> _WHAT THIS TASK INVOLVES_:
Any image in the records is to be skipped; everything else should be reproduced exactly.

*** EXERCISE DATA Section Begins ***

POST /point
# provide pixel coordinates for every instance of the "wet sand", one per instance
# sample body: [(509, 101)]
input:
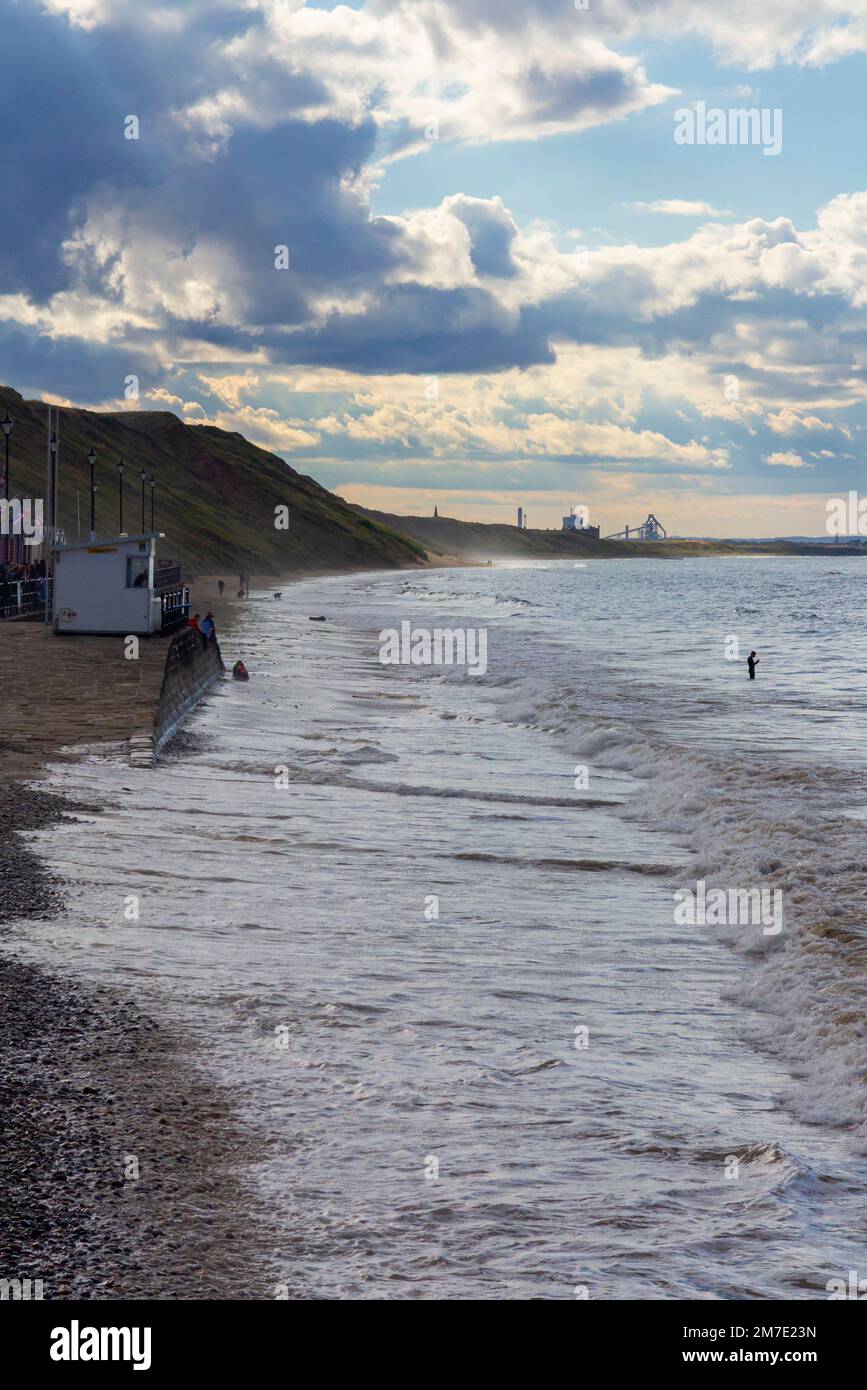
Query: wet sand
[(121, 1166), (92, 1090)]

*** EXERCISE DATA Section Ends ***

> _ANSWER TO THIS EXERCISE_:
POST /point
# provide pixel coordinates for every instance of the "wet sand", one per instance
# sample body: [(509, 101)]
input:
Query: wet sand
[(121, 1166), (92, 1090)]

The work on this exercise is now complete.